DATA SUPPLIED START
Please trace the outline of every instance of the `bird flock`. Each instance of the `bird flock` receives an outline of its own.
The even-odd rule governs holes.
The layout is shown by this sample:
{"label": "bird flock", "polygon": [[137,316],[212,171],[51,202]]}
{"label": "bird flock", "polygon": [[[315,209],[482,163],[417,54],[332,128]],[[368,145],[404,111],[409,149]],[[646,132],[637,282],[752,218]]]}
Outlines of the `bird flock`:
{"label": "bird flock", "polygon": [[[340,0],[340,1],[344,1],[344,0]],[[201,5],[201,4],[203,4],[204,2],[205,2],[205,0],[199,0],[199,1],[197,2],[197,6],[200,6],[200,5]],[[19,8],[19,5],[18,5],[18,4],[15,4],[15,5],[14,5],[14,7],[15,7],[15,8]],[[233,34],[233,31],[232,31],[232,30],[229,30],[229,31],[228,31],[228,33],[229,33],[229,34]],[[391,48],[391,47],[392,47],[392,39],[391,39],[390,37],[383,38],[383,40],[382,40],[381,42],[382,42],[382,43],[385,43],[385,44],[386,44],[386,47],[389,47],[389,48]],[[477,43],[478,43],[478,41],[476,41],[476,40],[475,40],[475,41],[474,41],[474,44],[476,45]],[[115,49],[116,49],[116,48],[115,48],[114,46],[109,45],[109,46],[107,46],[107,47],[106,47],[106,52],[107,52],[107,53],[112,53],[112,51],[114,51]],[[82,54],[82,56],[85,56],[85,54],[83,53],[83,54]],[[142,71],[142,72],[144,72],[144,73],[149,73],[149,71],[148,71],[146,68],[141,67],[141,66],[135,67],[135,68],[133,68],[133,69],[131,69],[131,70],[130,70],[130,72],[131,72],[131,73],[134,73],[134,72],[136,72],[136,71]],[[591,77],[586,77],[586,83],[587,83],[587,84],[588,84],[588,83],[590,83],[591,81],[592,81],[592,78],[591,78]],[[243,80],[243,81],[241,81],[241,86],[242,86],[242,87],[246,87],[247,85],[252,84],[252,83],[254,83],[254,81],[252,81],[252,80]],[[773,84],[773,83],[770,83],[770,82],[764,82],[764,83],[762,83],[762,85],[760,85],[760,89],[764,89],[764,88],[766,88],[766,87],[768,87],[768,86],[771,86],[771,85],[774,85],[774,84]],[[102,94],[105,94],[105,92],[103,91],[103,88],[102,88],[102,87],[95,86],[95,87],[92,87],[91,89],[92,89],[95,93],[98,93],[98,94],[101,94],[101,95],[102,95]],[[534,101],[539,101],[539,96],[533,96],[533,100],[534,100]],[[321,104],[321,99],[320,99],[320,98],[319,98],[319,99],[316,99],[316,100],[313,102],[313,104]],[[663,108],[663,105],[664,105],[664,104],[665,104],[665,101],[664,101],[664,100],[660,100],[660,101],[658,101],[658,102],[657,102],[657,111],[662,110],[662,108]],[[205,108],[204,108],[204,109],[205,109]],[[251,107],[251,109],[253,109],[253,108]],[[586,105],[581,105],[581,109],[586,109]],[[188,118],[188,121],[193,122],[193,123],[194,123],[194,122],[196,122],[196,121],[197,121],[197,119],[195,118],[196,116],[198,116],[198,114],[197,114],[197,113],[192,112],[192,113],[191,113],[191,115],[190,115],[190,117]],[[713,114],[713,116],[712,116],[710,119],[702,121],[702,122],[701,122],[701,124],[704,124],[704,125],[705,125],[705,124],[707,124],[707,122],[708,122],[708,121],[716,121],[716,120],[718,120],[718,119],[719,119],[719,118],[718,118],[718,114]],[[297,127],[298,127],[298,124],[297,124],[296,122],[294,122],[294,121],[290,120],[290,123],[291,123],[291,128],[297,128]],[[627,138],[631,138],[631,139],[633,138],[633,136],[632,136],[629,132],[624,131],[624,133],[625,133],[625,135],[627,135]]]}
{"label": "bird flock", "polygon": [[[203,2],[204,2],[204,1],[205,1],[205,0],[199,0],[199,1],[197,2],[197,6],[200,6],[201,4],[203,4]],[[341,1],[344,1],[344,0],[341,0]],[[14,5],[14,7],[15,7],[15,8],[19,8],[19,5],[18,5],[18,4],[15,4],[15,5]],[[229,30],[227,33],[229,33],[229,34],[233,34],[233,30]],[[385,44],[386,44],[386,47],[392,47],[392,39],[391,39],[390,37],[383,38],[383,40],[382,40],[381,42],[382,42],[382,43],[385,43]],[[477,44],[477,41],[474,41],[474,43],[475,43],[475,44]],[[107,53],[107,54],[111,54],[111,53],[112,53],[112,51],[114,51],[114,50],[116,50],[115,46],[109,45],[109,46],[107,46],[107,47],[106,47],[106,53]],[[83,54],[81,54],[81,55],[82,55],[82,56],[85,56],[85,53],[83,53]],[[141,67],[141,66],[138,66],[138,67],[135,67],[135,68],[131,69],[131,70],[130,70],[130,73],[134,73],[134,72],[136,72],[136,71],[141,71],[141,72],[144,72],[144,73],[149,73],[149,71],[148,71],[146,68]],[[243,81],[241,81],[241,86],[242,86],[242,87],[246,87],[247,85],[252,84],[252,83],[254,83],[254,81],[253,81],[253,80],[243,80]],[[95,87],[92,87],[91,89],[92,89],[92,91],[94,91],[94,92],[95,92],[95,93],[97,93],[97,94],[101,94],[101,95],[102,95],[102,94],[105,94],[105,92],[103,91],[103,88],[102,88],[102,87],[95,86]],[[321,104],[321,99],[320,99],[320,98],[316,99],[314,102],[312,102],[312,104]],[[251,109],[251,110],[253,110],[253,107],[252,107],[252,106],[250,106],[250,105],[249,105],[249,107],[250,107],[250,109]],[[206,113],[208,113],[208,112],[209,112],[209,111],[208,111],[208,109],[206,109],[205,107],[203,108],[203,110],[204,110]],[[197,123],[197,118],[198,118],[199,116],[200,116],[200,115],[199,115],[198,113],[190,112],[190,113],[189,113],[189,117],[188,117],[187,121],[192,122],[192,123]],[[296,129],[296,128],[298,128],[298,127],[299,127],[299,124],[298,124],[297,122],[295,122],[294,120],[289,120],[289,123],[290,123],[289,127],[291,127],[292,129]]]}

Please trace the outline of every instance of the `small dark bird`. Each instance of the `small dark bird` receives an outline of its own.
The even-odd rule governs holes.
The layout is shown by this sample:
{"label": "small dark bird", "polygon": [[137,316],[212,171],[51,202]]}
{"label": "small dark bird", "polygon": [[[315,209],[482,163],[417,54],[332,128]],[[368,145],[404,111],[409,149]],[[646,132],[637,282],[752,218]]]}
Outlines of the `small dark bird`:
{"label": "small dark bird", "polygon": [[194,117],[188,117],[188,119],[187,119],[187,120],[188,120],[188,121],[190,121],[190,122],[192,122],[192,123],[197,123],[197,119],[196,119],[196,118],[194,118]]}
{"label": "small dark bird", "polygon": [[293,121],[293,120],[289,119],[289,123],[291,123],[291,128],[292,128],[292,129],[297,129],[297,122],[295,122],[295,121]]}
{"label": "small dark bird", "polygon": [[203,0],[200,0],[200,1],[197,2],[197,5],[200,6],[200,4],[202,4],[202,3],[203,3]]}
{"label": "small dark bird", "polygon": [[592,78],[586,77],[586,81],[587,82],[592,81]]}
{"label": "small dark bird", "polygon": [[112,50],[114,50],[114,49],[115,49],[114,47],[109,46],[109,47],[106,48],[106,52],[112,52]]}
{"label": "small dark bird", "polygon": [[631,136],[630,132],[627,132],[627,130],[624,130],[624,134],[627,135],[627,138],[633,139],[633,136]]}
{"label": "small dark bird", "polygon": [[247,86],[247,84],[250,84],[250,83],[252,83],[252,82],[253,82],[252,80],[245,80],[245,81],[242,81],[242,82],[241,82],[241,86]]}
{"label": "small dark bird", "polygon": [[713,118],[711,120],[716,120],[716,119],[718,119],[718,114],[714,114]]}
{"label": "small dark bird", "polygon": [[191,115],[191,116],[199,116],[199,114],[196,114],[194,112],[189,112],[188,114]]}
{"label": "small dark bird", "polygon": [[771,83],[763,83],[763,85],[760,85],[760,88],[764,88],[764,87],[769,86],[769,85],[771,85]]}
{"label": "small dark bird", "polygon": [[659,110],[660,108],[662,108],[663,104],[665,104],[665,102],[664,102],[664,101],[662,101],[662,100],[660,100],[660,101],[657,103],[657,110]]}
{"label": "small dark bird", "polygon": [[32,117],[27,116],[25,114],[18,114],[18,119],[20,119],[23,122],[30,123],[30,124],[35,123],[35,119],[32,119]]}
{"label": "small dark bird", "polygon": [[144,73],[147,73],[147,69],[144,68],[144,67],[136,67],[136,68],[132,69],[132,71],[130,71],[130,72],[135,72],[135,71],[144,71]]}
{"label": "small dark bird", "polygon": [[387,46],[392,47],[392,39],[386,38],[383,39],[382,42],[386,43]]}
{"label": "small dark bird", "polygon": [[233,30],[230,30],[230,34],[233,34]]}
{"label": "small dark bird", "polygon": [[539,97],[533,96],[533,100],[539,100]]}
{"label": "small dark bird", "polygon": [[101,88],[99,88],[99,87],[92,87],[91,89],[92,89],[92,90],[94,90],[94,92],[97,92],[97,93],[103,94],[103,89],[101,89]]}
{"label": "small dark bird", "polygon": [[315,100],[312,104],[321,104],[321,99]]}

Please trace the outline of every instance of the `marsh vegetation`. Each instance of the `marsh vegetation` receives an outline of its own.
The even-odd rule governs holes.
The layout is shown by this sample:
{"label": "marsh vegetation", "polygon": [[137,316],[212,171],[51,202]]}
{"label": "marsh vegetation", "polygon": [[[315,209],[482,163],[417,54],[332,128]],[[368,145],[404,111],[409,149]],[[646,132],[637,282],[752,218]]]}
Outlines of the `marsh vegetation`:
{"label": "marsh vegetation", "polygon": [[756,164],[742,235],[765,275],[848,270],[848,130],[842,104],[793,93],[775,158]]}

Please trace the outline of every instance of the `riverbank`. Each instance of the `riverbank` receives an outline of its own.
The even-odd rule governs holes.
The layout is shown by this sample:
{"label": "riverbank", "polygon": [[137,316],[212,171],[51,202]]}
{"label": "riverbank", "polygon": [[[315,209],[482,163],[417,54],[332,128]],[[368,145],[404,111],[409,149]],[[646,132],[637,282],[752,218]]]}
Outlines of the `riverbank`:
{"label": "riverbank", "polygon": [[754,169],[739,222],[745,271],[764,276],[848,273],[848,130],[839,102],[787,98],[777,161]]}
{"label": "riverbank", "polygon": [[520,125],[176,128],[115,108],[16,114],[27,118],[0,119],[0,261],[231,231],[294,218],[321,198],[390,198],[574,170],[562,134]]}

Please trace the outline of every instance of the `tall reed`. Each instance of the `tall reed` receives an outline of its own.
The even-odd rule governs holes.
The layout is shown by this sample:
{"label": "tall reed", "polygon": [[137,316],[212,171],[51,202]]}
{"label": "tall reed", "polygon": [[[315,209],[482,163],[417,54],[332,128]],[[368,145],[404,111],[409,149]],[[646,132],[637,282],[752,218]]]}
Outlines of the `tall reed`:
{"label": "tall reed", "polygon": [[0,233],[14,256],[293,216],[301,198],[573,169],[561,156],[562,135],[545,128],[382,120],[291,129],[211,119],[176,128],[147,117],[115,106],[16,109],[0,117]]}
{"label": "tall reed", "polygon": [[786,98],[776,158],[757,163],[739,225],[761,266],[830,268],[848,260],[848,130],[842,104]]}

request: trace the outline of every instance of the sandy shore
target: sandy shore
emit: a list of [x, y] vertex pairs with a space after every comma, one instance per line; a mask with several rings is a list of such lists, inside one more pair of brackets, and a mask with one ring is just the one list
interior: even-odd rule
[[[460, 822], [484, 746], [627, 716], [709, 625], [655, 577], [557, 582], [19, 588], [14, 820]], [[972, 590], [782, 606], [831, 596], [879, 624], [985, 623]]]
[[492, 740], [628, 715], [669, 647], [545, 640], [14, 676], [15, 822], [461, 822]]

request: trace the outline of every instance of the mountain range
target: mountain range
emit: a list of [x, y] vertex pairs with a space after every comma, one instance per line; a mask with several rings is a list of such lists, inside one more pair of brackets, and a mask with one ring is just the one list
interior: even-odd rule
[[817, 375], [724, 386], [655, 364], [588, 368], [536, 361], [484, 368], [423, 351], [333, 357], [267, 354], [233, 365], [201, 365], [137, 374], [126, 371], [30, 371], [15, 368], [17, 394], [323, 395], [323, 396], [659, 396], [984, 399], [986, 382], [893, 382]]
DATA SUPPLIED END
# EXERCISE BRIEF:
The expected answer is a copy of each line above containing "target".

# YOUR SOLUTION:
target: sandy shore
target: mountain range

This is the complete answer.